**** DATASET ****

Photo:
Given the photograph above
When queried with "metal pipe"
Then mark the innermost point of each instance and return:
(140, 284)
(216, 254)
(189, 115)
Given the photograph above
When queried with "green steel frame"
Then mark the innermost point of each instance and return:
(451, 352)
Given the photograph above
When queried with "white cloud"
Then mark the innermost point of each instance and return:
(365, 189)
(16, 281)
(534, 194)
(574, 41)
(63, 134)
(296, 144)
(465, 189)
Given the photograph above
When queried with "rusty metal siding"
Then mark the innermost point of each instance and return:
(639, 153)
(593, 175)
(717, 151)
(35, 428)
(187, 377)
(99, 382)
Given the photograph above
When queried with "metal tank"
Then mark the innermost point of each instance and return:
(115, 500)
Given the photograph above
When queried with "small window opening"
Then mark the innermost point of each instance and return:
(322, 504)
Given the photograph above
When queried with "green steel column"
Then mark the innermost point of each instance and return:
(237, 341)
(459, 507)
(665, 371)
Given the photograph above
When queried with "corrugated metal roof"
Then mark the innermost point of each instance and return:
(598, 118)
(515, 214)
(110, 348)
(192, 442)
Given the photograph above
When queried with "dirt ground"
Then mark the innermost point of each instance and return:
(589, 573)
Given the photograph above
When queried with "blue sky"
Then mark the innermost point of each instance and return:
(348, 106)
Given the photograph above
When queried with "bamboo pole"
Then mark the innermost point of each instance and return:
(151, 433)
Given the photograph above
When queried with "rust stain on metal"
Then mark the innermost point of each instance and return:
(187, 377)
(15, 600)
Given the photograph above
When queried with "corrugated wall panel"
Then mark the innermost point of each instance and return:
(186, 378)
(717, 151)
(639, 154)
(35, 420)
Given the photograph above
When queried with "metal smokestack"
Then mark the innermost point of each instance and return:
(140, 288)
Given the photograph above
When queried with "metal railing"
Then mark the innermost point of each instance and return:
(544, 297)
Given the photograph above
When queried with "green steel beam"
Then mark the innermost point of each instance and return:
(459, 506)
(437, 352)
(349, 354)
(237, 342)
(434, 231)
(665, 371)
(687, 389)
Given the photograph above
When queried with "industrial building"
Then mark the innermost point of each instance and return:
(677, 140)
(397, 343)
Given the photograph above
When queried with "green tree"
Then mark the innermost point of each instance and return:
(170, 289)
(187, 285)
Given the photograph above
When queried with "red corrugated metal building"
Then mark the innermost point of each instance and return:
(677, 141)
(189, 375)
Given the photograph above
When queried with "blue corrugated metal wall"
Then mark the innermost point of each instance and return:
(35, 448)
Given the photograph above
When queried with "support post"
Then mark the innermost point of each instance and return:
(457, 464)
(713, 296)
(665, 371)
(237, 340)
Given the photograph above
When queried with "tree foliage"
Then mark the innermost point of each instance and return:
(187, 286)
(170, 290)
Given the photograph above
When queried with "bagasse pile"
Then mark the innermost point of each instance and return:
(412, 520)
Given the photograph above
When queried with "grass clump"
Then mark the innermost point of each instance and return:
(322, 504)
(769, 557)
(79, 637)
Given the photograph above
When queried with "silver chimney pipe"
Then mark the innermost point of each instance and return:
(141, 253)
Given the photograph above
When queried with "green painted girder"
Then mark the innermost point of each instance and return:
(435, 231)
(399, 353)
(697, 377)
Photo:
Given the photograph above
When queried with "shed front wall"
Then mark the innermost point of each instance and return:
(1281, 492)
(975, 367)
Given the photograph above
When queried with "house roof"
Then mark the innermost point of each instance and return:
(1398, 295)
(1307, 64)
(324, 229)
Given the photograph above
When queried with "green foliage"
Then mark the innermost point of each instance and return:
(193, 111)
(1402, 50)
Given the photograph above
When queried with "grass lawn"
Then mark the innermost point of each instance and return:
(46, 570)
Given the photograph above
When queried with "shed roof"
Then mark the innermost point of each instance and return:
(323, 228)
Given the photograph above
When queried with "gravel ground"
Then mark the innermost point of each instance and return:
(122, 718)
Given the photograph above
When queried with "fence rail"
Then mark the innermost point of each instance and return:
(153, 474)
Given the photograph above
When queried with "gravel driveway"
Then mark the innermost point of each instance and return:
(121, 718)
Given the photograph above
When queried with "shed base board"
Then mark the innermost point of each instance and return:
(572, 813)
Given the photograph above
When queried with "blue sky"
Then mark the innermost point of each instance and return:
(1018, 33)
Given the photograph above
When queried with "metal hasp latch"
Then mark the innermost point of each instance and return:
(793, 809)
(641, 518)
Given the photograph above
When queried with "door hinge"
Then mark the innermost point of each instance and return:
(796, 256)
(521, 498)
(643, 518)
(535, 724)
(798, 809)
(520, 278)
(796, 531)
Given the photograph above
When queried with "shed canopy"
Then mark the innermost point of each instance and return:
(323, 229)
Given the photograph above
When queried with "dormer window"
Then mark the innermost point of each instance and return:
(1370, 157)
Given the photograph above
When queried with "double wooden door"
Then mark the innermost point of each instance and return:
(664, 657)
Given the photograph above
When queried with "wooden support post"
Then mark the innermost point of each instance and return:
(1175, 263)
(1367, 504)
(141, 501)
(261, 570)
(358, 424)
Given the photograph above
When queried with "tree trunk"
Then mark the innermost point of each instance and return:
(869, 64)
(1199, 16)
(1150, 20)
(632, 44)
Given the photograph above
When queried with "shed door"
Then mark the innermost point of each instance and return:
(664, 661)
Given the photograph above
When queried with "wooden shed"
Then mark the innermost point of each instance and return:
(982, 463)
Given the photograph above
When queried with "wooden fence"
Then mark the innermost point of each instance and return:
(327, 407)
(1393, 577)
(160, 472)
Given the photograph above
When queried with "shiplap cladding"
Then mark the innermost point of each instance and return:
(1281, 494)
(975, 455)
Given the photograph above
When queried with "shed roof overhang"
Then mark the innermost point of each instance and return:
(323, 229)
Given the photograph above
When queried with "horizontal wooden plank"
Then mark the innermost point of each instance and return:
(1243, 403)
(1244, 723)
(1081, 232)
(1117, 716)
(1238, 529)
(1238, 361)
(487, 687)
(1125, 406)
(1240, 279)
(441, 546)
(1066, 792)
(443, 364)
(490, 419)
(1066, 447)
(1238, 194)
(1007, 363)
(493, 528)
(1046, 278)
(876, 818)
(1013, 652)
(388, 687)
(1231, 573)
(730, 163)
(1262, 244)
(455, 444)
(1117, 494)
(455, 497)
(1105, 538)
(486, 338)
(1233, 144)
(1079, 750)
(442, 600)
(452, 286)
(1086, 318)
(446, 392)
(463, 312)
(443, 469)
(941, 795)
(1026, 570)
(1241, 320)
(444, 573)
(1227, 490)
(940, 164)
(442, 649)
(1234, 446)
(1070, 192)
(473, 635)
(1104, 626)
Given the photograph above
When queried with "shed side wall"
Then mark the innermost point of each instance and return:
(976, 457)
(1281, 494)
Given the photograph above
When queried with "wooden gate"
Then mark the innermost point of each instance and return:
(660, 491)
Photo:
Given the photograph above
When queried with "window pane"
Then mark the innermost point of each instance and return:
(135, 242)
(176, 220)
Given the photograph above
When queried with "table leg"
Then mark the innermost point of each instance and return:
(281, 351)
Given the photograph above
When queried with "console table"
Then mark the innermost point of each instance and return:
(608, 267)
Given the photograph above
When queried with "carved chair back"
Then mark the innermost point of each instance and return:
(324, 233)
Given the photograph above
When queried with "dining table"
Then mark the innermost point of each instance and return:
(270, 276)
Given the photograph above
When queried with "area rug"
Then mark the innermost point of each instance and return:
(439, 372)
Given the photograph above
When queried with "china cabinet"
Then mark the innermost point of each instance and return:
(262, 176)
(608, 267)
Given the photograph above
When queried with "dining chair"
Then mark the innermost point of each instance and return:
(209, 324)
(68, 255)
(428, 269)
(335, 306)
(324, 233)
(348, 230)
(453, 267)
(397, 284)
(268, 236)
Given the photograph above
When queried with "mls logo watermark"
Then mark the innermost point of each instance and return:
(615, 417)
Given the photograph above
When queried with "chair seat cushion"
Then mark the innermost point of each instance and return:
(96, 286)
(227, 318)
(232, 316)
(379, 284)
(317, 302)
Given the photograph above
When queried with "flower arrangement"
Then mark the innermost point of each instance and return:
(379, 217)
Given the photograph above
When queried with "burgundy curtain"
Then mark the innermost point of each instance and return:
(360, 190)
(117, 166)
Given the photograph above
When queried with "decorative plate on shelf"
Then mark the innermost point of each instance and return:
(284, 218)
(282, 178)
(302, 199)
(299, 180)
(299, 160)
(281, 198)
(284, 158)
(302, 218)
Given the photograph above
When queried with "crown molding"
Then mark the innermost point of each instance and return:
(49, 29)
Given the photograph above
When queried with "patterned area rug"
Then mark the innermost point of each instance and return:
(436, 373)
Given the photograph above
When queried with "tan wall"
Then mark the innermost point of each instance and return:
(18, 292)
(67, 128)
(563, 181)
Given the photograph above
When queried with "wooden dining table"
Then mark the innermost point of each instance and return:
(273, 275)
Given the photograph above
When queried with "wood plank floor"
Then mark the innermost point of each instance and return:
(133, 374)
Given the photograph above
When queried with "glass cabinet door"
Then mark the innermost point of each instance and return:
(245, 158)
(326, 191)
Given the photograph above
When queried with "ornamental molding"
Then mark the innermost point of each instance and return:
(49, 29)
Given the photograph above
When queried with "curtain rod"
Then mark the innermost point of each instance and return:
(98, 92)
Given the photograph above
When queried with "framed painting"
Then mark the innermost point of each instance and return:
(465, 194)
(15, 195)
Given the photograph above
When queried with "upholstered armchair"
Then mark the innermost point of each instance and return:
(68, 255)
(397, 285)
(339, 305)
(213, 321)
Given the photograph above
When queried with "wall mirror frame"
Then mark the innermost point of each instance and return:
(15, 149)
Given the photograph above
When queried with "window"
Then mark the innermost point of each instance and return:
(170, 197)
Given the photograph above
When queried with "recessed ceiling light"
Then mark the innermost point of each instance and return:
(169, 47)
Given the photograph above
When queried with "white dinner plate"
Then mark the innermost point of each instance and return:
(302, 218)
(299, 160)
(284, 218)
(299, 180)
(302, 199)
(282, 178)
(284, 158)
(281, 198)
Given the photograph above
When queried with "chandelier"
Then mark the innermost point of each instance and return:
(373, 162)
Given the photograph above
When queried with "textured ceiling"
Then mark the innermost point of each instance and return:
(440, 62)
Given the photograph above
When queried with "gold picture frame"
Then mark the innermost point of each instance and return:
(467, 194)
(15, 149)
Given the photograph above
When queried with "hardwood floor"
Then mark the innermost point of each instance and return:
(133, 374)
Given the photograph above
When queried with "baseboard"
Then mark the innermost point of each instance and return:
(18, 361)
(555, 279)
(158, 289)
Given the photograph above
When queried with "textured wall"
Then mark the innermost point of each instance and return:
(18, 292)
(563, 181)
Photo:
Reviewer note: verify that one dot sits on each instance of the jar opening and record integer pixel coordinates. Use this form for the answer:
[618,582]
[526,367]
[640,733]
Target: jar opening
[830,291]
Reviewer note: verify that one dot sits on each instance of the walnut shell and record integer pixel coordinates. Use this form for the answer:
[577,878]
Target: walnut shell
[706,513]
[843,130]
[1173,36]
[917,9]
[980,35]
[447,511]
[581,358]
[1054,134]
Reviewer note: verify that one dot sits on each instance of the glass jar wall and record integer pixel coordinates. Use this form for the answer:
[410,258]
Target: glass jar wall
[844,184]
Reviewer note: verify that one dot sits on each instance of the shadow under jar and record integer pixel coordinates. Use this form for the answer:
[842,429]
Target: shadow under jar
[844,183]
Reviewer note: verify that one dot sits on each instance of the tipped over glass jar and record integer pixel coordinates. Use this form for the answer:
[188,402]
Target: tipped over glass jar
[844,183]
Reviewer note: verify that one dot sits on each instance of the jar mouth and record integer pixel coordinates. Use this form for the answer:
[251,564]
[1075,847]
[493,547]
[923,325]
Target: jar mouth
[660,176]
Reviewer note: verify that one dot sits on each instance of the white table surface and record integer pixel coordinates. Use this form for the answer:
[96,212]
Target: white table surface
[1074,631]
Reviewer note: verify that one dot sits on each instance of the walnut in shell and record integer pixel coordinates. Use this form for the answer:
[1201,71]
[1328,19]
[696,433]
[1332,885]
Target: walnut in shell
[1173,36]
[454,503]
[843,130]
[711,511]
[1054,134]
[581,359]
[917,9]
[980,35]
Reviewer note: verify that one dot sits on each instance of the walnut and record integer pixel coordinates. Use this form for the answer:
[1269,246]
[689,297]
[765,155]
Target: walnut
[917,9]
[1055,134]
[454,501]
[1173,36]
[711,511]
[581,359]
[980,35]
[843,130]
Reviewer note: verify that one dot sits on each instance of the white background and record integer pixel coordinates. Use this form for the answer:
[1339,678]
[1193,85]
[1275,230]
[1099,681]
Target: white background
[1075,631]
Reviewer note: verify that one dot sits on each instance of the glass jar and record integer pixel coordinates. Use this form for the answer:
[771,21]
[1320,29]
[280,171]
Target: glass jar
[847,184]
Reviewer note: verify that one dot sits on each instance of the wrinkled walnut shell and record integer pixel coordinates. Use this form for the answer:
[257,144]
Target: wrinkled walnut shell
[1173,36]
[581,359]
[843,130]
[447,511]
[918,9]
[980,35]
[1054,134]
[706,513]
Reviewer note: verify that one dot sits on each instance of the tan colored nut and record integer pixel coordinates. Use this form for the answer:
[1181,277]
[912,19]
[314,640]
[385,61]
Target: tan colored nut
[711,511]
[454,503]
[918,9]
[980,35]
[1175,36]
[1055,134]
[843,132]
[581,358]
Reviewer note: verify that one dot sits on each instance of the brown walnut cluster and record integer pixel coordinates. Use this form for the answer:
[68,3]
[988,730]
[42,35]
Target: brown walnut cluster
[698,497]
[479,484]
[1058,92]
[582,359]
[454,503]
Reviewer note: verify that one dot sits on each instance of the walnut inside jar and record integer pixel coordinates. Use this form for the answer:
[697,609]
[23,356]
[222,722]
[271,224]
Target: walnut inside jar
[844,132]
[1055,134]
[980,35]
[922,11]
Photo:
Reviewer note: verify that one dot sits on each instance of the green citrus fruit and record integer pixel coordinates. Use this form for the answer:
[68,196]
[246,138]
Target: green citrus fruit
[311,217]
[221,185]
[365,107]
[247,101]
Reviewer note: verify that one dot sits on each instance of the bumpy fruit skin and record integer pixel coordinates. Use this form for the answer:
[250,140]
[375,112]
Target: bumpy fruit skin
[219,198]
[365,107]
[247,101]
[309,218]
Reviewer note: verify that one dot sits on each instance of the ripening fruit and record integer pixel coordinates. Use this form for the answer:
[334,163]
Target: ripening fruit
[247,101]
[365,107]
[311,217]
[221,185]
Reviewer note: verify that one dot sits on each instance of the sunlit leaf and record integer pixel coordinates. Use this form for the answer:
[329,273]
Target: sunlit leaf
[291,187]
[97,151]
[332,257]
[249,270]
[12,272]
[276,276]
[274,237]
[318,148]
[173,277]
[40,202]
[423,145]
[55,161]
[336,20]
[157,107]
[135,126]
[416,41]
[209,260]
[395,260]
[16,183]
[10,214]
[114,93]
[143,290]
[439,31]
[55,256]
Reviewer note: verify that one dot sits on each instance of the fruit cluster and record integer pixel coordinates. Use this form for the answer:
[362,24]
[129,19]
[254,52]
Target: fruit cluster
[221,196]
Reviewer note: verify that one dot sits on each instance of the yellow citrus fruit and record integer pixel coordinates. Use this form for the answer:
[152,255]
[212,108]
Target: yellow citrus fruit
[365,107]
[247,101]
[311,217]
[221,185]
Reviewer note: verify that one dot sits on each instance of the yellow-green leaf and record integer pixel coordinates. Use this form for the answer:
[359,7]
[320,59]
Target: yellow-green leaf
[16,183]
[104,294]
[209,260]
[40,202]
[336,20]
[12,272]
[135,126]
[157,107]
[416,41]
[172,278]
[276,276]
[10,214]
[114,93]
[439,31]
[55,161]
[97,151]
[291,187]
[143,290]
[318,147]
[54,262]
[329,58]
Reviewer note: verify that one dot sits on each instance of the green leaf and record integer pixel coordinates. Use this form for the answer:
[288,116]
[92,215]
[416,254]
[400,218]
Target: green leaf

****

◆ WRITTEN TASK
Beginning at the line where "of the sunlit" appears, extract each line through the end of the data above; keep them exact and include nothing else.

◆ OUTPUT FOR THIS EXERCISE
Reviewer note: verify that one dot sits on each instance of the sunlit leaf and record integer pixel coordinates. Use this form for the answer:
[329,273]
Target: sunlit leaf
[291,187]
[97,151]
[332,257]
[249,270]
[12,272]
[276,276]
[274,237]
[318,148]
[173,277]
[40,202]
[423,145]
[55,161]
[336,20]
[157,107]
[135,126]
[416,41]
[209,260]
[395,260]
[16,183]
[10,214]
[114,93]
[143,290]
[439,31]
[55,256]
Reviewer note: verify that one dot sits on each instance of the fruit cluster and record integer pixel coordinates. Use this form for the answer:
[362,24]
[129,19]
[254,52]
Target: fruit cluster
[221,196]
Reviewer note: verify that one dot sits on each instance of the yellow citrus fruit and record integer pixel coordinates. Use this form for the answer:
[152,255]
[212,108]
Target: yellow citrus fruit
[365,107]
[247,101]
[311,217]
[221,185]
Reviewer note: verify that one dot sits on each instance of the yellow-green leaf and record integer pixel coordinates. Use this form for the answer:
[359,7]
[320,59]
Target: yellow-green leaf
[16,183]
[104,294]
[209,260]
[40,202]
[336,20]
[12,272]
[135,126]
[157,107]
[416,41]
[172,278]
[276,276]
[10,214]
[114,93]
[439,31]
[55,161]
[97,151]
[291,187]
[143,290]
[318,147]
[54,262]
[329,58]
Reviewer note: verify that one dot sits on each instance of the green leaf and record integer pixel coordinates. Use this form for the answer:
[288,116]
[92,215]
[416,254]
[400,218]
Target: green leaf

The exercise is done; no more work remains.